§ Problem to work on: Every line from the one containing "Target: reflection in water" through the last line below should be reproduced exactly; please include nothing else.

§ Extracted entries:
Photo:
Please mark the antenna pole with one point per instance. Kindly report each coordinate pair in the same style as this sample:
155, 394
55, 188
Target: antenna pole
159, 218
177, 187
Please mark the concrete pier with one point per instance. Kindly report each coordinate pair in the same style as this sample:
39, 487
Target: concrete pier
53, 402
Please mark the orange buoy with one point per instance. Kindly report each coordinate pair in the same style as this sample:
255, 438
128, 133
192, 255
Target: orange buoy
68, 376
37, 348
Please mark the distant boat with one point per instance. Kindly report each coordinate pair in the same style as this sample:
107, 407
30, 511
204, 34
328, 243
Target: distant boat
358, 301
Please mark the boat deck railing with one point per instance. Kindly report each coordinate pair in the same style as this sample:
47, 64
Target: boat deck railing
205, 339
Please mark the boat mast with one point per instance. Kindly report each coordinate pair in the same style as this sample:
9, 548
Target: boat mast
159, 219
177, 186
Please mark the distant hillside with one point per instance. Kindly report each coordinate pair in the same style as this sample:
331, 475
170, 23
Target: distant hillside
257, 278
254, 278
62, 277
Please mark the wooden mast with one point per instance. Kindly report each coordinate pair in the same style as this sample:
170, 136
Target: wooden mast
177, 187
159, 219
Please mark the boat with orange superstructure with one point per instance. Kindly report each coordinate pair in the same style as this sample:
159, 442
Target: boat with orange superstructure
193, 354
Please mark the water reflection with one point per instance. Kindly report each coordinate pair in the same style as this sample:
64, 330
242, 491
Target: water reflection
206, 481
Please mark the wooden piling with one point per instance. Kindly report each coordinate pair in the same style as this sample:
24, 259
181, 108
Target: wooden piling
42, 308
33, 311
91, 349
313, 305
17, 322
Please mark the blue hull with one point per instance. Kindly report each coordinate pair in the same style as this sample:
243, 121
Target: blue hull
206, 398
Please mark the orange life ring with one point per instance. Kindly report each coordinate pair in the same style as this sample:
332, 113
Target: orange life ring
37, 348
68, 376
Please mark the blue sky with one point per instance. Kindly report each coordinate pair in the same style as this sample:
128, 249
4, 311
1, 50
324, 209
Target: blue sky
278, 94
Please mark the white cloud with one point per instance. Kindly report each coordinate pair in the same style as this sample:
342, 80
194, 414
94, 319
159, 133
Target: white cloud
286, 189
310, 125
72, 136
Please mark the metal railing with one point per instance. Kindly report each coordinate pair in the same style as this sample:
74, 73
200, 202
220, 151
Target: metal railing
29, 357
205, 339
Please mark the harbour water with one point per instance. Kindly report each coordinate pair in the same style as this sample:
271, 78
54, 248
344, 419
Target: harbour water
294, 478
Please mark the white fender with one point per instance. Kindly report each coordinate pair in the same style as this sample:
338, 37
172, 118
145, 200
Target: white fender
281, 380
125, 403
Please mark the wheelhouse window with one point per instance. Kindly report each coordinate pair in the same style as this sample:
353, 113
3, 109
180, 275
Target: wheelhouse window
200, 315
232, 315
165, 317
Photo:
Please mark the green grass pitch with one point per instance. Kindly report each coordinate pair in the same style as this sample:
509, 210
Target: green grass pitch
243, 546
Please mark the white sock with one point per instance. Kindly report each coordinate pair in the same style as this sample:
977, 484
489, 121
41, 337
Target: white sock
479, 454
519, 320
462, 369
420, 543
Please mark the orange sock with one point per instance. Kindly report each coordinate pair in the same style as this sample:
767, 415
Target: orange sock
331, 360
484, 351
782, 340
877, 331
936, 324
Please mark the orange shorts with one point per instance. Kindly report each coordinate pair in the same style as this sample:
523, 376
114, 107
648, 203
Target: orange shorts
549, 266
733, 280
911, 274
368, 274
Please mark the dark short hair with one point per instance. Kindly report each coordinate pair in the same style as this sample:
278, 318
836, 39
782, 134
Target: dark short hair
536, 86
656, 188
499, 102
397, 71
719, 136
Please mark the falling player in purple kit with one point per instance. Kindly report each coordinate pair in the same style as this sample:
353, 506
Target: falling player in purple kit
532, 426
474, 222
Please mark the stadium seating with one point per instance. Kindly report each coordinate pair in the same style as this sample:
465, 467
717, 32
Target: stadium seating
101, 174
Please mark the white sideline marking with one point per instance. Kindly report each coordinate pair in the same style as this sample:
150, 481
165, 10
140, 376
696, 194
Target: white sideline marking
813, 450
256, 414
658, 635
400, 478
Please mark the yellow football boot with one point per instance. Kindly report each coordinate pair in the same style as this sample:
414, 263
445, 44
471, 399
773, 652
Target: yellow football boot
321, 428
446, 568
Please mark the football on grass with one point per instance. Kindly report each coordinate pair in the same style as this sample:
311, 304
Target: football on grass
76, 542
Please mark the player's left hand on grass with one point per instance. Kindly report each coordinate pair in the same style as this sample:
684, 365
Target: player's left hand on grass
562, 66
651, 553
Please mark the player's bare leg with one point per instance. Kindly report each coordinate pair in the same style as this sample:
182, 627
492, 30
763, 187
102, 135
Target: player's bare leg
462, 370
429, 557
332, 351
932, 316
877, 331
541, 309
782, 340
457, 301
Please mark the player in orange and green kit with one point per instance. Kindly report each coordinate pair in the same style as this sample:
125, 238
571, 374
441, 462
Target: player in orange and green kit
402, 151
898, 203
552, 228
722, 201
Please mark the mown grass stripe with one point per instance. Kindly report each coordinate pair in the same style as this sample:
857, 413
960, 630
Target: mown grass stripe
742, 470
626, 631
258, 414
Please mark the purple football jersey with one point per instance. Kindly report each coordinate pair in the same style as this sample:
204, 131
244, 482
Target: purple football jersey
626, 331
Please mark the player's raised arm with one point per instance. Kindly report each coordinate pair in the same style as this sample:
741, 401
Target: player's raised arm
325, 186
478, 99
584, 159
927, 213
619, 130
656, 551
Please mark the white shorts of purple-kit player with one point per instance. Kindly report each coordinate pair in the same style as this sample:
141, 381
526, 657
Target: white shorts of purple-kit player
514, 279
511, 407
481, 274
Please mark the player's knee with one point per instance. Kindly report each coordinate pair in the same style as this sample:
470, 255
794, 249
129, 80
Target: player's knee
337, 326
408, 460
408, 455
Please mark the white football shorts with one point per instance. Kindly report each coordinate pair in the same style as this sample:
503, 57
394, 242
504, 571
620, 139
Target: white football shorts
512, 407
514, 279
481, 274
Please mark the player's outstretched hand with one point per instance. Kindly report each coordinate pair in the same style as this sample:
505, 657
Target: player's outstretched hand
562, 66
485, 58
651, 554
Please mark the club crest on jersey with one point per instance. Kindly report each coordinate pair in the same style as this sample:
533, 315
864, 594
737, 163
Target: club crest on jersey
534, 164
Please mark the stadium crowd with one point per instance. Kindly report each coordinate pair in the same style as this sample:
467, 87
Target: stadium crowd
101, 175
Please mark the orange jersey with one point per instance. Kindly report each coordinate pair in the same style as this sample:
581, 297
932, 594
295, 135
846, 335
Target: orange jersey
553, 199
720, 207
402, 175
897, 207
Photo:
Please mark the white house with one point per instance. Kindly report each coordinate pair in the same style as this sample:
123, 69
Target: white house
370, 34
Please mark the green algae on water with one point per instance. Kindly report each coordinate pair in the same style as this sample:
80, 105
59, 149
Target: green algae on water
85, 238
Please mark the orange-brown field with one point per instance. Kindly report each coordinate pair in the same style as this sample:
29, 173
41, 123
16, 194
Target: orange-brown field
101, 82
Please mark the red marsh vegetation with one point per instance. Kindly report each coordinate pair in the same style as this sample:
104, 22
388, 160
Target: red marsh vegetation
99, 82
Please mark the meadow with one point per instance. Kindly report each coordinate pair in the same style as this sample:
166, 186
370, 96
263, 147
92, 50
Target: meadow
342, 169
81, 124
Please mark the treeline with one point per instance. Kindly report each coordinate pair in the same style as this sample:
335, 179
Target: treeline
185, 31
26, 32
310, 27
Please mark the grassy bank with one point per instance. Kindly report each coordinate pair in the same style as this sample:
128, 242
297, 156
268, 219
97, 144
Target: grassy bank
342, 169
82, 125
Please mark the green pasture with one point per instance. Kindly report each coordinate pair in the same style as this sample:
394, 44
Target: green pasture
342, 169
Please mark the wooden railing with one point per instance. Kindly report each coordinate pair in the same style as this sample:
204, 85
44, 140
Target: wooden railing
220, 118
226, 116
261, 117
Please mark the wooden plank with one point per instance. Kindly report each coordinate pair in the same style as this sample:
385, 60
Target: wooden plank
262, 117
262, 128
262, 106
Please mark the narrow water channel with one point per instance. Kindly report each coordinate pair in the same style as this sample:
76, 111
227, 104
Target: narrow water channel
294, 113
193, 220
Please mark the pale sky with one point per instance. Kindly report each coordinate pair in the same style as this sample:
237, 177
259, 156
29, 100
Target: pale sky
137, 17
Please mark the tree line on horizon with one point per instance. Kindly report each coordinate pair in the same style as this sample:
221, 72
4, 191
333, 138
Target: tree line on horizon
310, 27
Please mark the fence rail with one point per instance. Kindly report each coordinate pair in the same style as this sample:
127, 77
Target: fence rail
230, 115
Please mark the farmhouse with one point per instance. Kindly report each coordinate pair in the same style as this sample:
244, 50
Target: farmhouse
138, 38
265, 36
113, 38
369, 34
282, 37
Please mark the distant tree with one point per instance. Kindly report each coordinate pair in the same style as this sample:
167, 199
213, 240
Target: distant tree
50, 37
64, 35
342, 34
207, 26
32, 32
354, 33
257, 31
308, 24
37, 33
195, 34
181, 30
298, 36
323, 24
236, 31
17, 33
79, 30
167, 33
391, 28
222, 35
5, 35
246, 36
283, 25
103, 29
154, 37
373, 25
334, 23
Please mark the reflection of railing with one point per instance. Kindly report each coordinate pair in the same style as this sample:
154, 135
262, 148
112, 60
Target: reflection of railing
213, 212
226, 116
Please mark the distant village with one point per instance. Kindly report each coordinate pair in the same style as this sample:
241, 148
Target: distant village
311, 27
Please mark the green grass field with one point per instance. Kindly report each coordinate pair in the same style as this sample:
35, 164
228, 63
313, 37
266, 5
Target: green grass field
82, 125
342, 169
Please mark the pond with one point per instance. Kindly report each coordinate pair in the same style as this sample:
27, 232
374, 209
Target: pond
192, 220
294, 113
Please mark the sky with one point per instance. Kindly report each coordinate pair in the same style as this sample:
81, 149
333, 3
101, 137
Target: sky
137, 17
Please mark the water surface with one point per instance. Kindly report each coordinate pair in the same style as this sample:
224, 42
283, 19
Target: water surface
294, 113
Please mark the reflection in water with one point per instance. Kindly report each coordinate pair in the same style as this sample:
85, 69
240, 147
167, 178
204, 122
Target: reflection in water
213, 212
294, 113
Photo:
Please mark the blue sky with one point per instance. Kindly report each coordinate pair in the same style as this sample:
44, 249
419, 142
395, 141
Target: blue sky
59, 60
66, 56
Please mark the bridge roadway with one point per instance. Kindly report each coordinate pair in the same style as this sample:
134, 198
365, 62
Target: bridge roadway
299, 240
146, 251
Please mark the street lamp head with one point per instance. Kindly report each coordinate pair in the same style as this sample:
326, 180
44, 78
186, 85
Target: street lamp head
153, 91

§ Written answer:
Target: reflection in water
213, 212
294, 113
Photo:
Please mark the blue sky with one point per instance. Kindly report each coordinate pair in the same style as this sample:
44, 249
419, 142
395, 141
Target: blue sky
59, 60
66, 56
Please mark the bridge roadway with one point per instance. Kindly report each coordinate pair in the same style as this sample:
134, 198
365, 62
Target: bridge roadway
299, 240
146, 251
Please mark the street lamp head with one point per instance. Kindly report each coordinate pair in the same style as this sample:
326, 180
44, 78
186, 85
Target: street lamp head
153, 91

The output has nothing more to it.